[Task item]:
In the records that follow, find each line containing "water" and copy it.

[Stored data entries]:
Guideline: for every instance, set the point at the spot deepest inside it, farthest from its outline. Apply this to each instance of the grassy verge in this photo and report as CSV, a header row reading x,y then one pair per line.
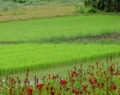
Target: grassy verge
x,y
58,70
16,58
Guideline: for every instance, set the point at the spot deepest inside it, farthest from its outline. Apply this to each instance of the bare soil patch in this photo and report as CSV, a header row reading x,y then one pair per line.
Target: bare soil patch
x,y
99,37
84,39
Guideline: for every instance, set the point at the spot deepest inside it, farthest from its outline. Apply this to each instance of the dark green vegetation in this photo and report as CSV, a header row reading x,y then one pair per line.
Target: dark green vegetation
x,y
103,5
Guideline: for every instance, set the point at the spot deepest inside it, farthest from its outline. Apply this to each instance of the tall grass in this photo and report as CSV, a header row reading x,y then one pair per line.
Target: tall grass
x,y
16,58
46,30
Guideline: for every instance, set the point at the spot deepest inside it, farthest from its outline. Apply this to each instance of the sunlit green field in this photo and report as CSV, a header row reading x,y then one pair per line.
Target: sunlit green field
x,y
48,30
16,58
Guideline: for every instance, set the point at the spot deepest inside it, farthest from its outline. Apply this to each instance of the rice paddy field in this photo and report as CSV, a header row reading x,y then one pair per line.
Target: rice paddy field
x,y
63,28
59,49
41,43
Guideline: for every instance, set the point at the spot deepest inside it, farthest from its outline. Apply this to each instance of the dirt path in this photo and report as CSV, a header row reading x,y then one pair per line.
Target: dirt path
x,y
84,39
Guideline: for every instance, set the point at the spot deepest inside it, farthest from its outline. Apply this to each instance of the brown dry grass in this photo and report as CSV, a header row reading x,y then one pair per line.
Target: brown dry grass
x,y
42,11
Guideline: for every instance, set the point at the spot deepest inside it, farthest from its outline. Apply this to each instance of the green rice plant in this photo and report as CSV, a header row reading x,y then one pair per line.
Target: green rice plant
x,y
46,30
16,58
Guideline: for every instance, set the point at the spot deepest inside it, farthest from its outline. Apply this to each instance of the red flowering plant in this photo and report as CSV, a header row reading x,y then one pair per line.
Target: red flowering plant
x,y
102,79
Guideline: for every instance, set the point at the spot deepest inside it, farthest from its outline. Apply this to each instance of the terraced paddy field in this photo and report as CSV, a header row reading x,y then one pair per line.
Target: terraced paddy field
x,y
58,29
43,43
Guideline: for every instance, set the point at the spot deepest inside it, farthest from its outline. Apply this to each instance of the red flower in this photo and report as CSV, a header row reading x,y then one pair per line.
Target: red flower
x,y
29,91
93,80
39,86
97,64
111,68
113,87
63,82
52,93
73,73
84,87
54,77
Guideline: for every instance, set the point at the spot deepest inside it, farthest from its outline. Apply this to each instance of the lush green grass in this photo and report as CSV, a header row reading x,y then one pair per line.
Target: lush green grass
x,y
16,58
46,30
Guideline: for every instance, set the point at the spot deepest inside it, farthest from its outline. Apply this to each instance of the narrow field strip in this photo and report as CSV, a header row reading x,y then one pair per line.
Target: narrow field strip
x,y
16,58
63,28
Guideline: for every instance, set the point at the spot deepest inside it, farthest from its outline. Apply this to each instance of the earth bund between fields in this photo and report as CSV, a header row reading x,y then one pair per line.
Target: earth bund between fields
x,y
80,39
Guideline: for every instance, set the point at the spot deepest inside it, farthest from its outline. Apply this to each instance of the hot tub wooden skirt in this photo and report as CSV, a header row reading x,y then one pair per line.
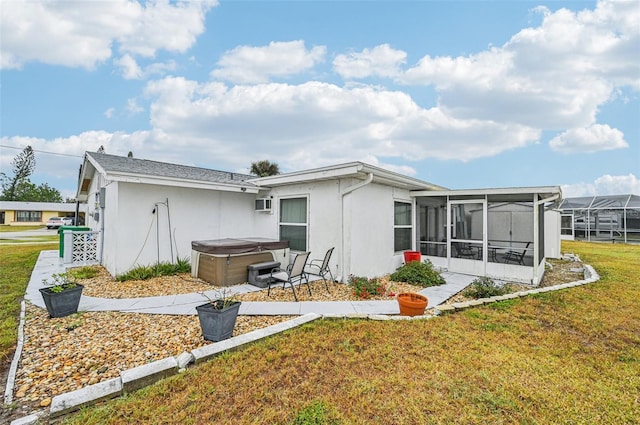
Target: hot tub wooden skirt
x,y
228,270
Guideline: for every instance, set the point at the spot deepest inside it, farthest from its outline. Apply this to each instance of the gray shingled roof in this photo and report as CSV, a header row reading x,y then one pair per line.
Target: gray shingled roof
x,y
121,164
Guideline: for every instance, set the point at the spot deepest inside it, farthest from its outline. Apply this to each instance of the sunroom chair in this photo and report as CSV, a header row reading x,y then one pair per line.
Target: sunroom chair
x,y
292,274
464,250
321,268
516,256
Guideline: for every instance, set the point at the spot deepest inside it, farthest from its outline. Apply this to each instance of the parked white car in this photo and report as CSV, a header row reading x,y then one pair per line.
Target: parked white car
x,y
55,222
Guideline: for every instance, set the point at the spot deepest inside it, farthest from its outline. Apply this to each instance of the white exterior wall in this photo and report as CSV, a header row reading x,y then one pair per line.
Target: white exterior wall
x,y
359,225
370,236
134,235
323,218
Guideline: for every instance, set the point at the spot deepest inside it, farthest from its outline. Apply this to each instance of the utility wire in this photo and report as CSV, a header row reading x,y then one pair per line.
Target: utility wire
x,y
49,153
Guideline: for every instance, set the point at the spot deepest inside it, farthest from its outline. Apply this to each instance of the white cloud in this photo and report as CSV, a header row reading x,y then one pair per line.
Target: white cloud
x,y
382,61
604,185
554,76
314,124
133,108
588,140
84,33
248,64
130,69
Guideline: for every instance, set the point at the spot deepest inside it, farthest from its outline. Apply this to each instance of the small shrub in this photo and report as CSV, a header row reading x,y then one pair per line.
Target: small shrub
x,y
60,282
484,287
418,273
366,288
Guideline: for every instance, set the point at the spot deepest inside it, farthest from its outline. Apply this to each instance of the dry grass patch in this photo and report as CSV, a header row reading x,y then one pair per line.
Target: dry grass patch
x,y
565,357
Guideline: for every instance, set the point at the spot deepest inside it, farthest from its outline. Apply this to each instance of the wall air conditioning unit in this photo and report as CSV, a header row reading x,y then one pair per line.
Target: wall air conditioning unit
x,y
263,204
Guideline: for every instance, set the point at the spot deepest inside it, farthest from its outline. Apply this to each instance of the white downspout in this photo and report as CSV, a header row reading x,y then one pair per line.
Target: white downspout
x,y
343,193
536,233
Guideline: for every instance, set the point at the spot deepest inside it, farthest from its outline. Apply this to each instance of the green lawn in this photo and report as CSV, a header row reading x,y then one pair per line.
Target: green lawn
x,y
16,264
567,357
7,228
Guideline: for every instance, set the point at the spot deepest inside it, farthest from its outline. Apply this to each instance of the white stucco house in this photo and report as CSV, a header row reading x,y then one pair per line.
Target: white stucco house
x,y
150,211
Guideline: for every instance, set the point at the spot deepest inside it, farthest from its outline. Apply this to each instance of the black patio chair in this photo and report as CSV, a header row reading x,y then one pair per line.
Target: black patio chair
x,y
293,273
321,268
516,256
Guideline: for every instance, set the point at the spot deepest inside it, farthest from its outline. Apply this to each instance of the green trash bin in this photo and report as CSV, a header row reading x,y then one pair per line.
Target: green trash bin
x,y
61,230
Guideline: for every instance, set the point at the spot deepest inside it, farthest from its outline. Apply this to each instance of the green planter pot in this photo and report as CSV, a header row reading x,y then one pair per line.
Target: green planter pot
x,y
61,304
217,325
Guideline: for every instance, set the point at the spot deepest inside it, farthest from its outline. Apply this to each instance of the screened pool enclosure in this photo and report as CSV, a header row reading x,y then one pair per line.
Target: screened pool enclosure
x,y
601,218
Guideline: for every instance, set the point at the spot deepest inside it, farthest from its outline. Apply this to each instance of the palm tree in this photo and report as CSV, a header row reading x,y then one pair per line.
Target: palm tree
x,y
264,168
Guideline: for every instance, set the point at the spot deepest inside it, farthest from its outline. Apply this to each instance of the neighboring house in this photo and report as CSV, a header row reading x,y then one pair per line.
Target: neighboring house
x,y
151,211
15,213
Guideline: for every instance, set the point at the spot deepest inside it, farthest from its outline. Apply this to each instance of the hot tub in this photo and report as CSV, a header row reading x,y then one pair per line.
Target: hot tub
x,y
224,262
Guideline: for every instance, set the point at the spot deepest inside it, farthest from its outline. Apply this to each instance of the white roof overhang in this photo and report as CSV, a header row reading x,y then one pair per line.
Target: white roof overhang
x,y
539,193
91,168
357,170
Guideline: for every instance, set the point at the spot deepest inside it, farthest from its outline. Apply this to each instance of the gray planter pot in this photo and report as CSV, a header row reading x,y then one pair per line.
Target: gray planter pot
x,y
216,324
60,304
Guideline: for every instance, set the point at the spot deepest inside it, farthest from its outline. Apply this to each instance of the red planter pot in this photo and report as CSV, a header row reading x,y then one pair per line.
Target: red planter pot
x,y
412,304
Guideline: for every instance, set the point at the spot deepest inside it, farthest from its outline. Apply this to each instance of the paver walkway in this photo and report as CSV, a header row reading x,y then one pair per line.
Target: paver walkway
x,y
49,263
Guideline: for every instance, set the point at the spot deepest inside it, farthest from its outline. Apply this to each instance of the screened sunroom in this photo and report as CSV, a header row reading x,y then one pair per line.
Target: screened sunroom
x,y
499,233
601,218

--

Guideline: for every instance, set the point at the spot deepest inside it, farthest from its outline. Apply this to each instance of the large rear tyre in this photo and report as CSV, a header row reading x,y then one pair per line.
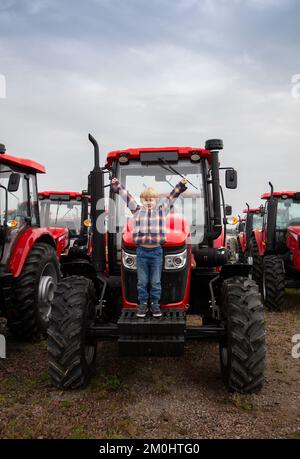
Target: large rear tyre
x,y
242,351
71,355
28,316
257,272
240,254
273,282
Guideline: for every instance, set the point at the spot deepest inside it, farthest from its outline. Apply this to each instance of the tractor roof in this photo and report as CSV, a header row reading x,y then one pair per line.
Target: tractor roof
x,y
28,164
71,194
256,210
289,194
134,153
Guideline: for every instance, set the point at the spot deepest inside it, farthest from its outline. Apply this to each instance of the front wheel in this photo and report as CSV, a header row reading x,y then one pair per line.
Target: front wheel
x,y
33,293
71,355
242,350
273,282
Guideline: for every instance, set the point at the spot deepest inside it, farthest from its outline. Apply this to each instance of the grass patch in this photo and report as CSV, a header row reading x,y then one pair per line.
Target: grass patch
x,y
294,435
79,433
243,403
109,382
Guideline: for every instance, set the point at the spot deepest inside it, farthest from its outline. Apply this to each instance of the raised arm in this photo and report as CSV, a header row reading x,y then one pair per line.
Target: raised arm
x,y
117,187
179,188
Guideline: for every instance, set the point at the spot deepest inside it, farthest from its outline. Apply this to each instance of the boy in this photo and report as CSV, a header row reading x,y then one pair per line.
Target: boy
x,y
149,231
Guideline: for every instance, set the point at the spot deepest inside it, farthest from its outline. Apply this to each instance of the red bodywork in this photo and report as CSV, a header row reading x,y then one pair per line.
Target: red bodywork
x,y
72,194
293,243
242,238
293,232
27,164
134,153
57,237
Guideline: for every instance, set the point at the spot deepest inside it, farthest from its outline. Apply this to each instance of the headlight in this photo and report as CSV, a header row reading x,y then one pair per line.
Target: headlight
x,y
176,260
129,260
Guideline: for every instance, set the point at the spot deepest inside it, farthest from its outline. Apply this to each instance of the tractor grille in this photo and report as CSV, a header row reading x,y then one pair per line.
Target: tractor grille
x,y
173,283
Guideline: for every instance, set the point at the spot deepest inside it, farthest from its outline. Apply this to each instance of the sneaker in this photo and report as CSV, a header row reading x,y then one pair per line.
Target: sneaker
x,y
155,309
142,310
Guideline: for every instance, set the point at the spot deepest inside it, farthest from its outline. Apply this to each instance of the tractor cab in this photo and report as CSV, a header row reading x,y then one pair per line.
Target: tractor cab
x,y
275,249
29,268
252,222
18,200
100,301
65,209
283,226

==

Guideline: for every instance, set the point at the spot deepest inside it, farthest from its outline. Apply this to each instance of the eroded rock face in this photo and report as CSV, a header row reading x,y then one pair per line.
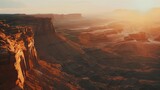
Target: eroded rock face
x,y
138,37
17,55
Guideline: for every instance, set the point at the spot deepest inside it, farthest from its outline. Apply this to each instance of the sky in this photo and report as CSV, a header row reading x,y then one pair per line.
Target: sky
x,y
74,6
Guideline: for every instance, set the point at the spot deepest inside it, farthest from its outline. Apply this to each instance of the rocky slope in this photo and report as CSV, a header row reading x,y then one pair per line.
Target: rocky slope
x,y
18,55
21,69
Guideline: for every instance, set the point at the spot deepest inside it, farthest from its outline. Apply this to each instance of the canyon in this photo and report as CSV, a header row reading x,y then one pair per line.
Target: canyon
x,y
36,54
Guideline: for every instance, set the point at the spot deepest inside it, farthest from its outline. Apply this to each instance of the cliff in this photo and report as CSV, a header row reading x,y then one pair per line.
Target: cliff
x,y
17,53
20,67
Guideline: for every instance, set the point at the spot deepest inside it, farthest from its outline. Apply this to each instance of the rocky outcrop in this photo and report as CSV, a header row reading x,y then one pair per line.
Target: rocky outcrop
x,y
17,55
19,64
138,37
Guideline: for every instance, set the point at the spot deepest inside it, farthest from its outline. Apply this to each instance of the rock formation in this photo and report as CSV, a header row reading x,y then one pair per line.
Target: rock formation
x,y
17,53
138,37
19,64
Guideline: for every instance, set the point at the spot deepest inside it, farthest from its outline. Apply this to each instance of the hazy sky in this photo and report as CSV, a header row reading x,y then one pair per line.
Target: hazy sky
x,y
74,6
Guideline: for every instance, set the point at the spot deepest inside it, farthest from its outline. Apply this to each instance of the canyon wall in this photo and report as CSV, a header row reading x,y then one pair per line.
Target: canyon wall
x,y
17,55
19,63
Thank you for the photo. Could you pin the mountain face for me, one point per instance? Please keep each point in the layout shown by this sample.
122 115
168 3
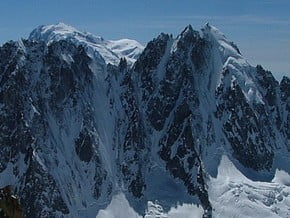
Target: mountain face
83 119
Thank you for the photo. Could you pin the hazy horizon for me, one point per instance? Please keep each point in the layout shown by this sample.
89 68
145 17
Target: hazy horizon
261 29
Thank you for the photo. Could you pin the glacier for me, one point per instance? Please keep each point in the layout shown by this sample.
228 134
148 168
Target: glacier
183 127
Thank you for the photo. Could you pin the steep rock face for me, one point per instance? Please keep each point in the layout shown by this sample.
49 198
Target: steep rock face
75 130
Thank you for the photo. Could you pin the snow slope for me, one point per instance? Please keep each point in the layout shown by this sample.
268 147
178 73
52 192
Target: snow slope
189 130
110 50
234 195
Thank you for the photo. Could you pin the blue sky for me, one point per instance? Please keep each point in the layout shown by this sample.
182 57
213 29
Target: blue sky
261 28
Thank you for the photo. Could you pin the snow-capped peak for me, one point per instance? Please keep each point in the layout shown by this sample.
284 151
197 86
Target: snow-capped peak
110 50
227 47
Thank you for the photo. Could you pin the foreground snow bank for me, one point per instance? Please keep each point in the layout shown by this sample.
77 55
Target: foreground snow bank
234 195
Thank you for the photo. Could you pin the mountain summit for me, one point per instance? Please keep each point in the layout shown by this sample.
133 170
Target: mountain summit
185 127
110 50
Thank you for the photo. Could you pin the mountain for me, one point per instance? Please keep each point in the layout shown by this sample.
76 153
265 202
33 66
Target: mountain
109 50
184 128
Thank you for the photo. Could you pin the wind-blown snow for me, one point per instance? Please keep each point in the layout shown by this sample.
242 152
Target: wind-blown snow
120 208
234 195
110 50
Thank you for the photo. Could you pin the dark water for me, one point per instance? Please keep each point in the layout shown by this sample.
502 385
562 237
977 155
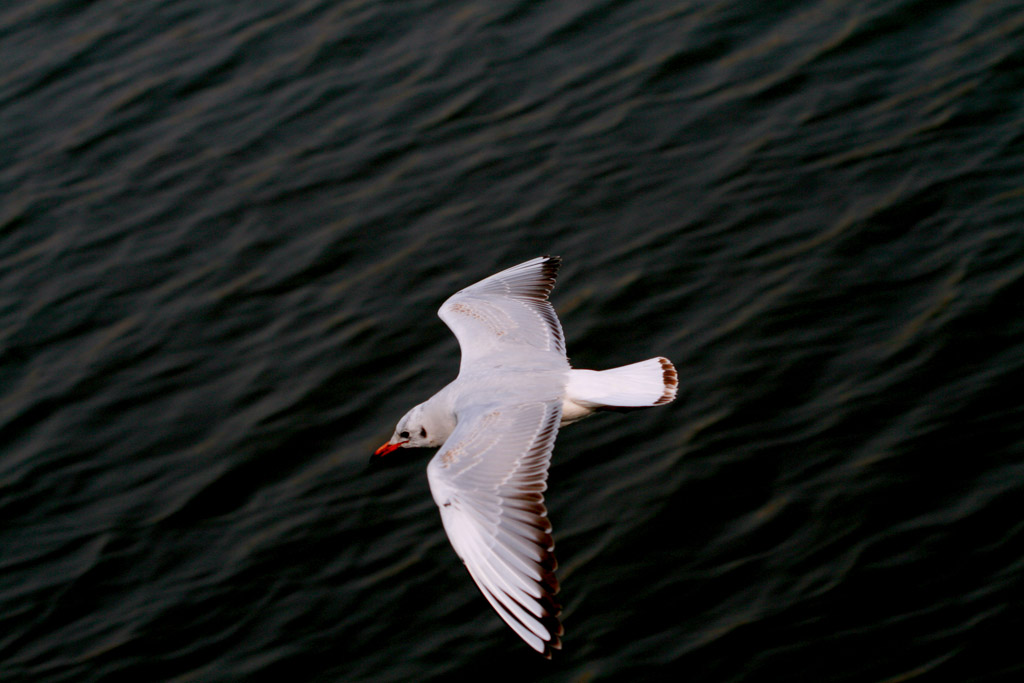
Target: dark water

[Solution]:
Thank you for the photo. Could you pin the dark water for me, one point per instance? Please keep each point in the layout shown by this sample.
Target: dark water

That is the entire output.